BEGIN Data supplied

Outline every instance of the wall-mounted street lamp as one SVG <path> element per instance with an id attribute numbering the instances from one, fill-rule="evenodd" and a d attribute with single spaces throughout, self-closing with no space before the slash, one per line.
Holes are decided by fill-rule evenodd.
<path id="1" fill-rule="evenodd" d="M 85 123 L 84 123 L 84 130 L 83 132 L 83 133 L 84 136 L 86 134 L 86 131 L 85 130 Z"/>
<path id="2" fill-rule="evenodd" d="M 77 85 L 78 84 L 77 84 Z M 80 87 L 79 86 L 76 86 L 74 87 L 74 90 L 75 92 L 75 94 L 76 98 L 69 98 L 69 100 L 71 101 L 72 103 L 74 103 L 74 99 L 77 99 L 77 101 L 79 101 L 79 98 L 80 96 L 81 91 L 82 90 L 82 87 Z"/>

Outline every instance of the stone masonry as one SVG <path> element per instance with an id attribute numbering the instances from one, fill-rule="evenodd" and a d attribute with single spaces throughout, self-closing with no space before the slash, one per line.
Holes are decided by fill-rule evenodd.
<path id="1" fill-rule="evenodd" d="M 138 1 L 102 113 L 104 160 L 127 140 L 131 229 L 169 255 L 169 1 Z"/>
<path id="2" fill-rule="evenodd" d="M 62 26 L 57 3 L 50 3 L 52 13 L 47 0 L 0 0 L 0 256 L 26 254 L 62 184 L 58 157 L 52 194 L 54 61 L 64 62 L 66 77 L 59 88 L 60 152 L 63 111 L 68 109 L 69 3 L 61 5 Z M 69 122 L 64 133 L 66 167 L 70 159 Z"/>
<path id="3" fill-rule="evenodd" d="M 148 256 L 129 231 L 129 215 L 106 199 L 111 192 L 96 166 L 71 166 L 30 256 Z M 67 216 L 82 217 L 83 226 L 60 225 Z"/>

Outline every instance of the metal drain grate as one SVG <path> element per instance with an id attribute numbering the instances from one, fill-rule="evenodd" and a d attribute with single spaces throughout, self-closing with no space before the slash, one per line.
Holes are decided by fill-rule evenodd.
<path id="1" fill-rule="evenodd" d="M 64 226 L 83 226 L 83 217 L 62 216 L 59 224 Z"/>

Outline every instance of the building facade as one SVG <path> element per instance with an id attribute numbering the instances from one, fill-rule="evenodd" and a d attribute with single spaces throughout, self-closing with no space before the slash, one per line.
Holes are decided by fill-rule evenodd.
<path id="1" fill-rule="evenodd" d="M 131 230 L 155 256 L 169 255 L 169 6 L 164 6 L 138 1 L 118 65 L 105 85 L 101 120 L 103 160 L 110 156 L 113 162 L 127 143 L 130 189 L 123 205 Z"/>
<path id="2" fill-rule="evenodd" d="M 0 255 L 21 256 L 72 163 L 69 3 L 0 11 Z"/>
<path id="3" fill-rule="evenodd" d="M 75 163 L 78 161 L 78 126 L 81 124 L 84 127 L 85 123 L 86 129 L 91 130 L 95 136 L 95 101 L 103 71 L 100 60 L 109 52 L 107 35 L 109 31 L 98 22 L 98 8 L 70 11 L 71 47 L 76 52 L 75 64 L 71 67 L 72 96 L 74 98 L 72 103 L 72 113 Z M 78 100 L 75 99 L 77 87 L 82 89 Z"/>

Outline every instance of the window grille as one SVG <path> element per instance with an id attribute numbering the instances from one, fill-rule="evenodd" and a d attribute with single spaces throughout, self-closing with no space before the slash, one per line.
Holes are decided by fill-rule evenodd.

END Data supplied

*Task description*: Render the records above as a Markdown table with a Row column numbering each line and a Line column holding the line itself, leaving out blank lines.

*Exercise answer*:
| Row | Line |
|---|---|
| 1 | Outline every instance of the wall-mounted street lamp as one SVG <path> element per instance with an id attribute numbering the instances from one, fill-rule="evenodd" and a d attribute with single spaces throughout, self-closing with no space before the slash, one per line. |
| 2 | Holes are decided by fill-rule evenodd. |
| 3 | <path id="1" fill-rule="evenodd" d="M 85 123 L 84 123 L 84 130 L 83 132 L 83 133 L 84 136 L 86 134 L 86 131 L 85 130 Z"/> |
| 4 | <path id="2" fill-rule="evenodd" d="M 77 85 L 78 84 L 77 84 Z M 80 87 L 79 86 L 76 86 L 74 87 L 74 90 L 75 92 L 75 94 L 76 98 L 69 98 L 69 100 L 71 101 L 72 103 L 74 103 L 74 99 L 77 99 L 77 101 L 79 101 L 79 98 L 80 96 L 81 91 L 82 90 L 82 87 Z"/> |
| 5 | Outline every instance of the stone masonry as one SVG <path> element per instance with an id attribute numbering the instances from one, fill-rule="evenodd" and a d attribute with single spaces throughout, self-closing with no space before the slash, one per line. |
| 6 | Holes are decided by fill-rule evenodd. |
| 7 | <path id="1" fill-rule="evenodd" d="M 138 1 L 102 113 L 104 160 L 127 140 L 131 229 L 169 255 L 169 1 Z"/> |
| 8 | <path id="2" fill-rule="evenodd" d="M 62 26 L 57 3 L 50 3 L 52 13 L 47 0 L 0 0 L 0 256 L 26 254 L 62 184 L 58 157 L 52 194 L 54 61 L 64 62 L 66 77 L 59 88 L 60 152 L 63 111 L 68 109 L 69 3 L 61 5 Z M 69 122 L 64 133 L 66 167 L 70 159 Z"/> |
| 9 | <path id="3" fill-rule="evenodd" d="M 148 256 L 129 231 L 129 215 L 106 199 L 111 192 L 96 166 L 71 166 L 30 256 Z M 67 216 L 82 217 L 83 226 L 60 225 Z"/> |
| 10 | Outline every instance of the metal drain grate as one SVG <path> element per instance with an id attribute numbering the instances from one, fill-rule="evenodd" and a d attribute with single spaces throughout, self-closing with no space before the slash, one per line. |
| 11 | Holes are decided by fill-rule evenodd. |
| 12 | <path id="1" fill-rule="evenodd" d="M 64 226 L 83 226 L 83 217 L 62 216 L 59 224 Z"/> |
| 13 | Outline every instance of the building facade as one SVG <path> element per instance with an id attribute numbering the instances from one, fill-rule="evenodd" and a d attribute with single spaces throughout, self-closing with no space before the slash, one per line. |
| 14 | Holes are decided by fill-rule evenodd. |
| 15 | <path id="1" fill-rule="evenodd" d="M 131 230 L 155 256 L 169 255 L 169 6 L 164 6 L 138 1 L 118 65 L 105 85 L 101 120 L 103 160 L 110 156 L 113 162 L 127 143 L 130 189 L 123 205 Z"/> |
| 16 | <path id="2" fill-rule="evenodd" d="M 0 255 L 21 256 L 72 163 L 69 3 L 0 11 Z"/> |
| 17 | <path id="3" fill-rule="evenodd" d="M 75 163 L 78 161 L 78 126 L 81 124 L 84 127 L 85 123 L 86 129 L 91 130 L 95 136 L 95 101 L 103 71 L 100 60 L 109 52 L 107 35 L 109 31 L 98 22 L 98 8 L 70 11 L 71 47 L 76 52 L 75 64 L 71 67 L 72 96 L 74 98 L 72 103 L 72 113 Z M 78 100 L 75 99 L 77 87 L 82 89 Z"/> |
| 18 | Outline every instance of the window grille as one SVG <path> element per instance with an id attribute numbering the instances from one, fill-rule="evenodd" and a d attribute with single spaces throughout, self-closing with no space before the slash, one per line. |
| 19 | Holes are decided by fill-rule evenodd. |